**The request**
In the article below about haunted old houses, put this sentence into Spanish: "Mark’s awareness of the spirit was subtle; it came as a sense of movement out of the corner of his eye."

**Text to read**
-- -- --

Is Your Old House Haunted?

Here’s how to tell—and what to do if you find otherworldly visitors hanging around.

(Photo: JMB/Fotolia.com)

Mark Hubbard was the first member of his family to sense that there was someone besides himself, his wife, and their two sons living with them in their Long Island house. Mark’s awareness of the spirit was subtle; it came as a sense of movement out of the corner of his eye.

After a number of similar experiences—all of which occurred in the dining room of the family’s 1860s Queen Anne—he mentioned it to his wife and sons. Each acknowledged having had a similar sense of someone watching. They named the spirit Abe, and continue to feel his friendly presence from time to time.

“Our home is definitely haunted,” says Ashley Rettig of Chelsea, Alabama. “Our family and visitors have experienced cold spots, common phenomena in haunted houses. The spot may move around, sometimes hovering close to a special chair or other piece of furniture. Sometimes these spots are accompanied by intermittent phantom smells.” (According to paranormal researcher Nanette Richford, an unexplained smell—such as the scent of a perfume worn by the deceased or the smell of cigarette or cigar smoke—may provide clues to the identity of a spirit.) As the Hubbards did, the Rettigs sometimes experience the feeling they’re being watched when no one is there. Spirits in both homes occasionally show their presence by tapping or touching the occupants.

“Recently, the Birmingham Paranormal Group investigated our house,” Ashley says. “We called them after more than 20 people who had been in our home experienced hearing male and female voices, a few apparitions, and strange happenings like chills and that constant feeling of being watched. There were also some episodes of items moving, electrical items malfunctioning, and clocks changing time.” The latter manifestations are typical of poltergeists, a type of ghost known for rearranging or throwing household items, turning lights off and on, or making a household musical instrument play.

-- -- --

**Material provided**
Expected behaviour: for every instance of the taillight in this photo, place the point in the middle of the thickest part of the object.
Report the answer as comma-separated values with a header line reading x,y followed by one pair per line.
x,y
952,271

-- -- --

**Worked solution**
La percepción que Mark tenía del espíritu era sutil; se manifestaba como una sensación de movimiento por el rabillo del ojo.